* _Provided text_
-=-=-=-=-

Table 1 presents the characteristics of the participants (n=195) and descriptive statistics. All participants were refugees from the Thai-Myanmar border. Nearly half of the participants were females (46.7%). The average age of the participants was 35.91 years (standard deviation [SD], 15.84 years). On average, the participants had lived in the US for 6.67 years (SD, 2.76 years). Slightly over one-third of the participants had completed high school or a higher level of formal education (35.9%). Approximately half of the participants were married (48.7%). Nearly 60% of the participants had a full-time job (57.9%). More than one-third of the participants or their family owned a house (37.4%). Nearly 80% of the participants or their family owned a car (77.9%). Half of the participants self-identified as Christians (50.3%), followed by Buddhists (35.9%). The remaining participants reported that they were Muslim or did not have any religious belief (data not shown).
While over 40% of the participants did not have dental insurance (44.1%), fewer than one-third of the participants did not have health insurance (30.8%). Only 15.4% of the participants reported having a physical exam in the past year. The utilization of an emergency room or free clinic in the past year was low (5.6 and 13.3%, respectively). The sex preference for physicians was 17.9% for a female physician and 4.1% for a male physician. Additionally, one-third of the female participants preferred a female physician (data not shown). Approximately 1 in 4 of the participants expressed a preference for a physician from the same cultural background (24.6%). One-quarter of the participants reported consuming a low-salt diet (25.6%). Fewer than 20% of the participants reported regular PA (18.5%). The most common PA was walking (56.4% of all participants). Nineteen percent of the participants were current smokers. The prevalence of smoking was higher among females (22.0%) than males (16.3%) (data not shown).
Table 2 presents the results of the regression analysis. Analysis of variance was not significant for severity or barriers, so only 2 models that had severity or benefits as a dependent variable were included. A low-salt diet and greater perceived benefits of PA on their feelings/lifestyle were associated with higher levels of perceived susceptibility to CVD (p<0.01). Having attained a high school diploma or higher and greater perceived benefits of PA on their feelings/lifestyle were associated with greater perceived benefits of a healthy lifestyle for decreasing the likelihood of CVD.

-=-=-=-=-

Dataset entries

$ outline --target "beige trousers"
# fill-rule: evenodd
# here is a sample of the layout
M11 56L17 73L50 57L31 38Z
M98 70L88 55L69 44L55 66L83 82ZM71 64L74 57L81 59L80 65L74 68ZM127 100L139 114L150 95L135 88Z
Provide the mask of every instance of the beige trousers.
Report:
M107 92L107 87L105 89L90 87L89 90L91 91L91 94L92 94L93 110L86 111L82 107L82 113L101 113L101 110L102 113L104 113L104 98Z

-=-=-=-=-

* _Exercise aim_
Return the part of the refugee health study text between "Table 2 presents" and "likelihood of CVD.", inclusive, copied exactly.

* _Result of this exercise_
Table 2 presents the results of the regression analysis. Analysis of variance was not significant for severity or barriers, so only 2 models that had severity or benefits as a dependent variable were included. A low-salt diet and greater perceived benefits of PA on their feelings/lifestyle were associated with higher levels of perceived susceptibility to CVD (p<0.01). Having attained a high school diploma or higher and greater perceived benefits of PA on their feelings/lifestyle were associated with greater perceived benefits of a healthy lifestyle for decreasing the likelihood of CVD.